#### [ASSIGNMENT]
Each line of the entries below that holds "pixel" is needed, copied in full.

#### [DATA PROVIDED]
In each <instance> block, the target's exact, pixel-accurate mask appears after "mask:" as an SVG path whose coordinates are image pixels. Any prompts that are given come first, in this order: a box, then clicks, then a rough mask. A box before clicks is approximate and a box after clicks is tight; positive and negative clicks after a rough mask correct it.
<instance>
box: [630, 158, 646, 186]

---

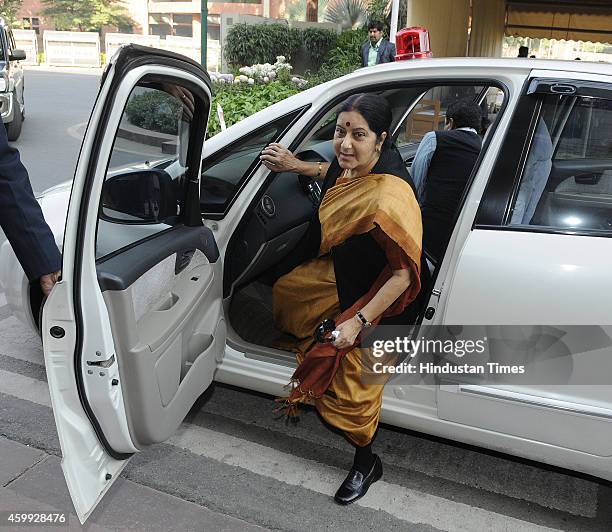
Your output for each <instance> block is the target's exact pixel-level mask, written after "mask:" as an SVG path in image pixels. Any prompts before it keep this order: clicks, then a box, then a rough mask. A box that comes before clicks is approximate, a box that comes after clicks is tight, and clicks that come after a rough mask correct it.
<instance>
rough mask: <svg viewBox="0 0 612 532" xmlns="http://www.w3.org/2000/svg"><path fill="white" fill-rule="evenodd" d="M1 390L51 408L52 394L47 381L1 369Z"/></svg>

#### [FINISHED EXERCISE]
In each <instance> block, the target's exact, pixel-accurate mask appears after "mask:" as an SVG path whose coordinates are image pixels. Any prompts that are given come first, in this order: a box, then clicks, then a rough mask. A box before clicks is approximate and a box after clicks is tight; positive and negative clicks after a rough mask correct it.
Your output for each <instance> block is the target's exact pixel-level mask, written after "mask:" as an SVG path in image pixels. Any prompts before it keep this order: clicks, then a box, then a rough mask. A box that comes before clicks is approximate, a box that comes after clicks is tight, and clicks that come after a rough mask correct it.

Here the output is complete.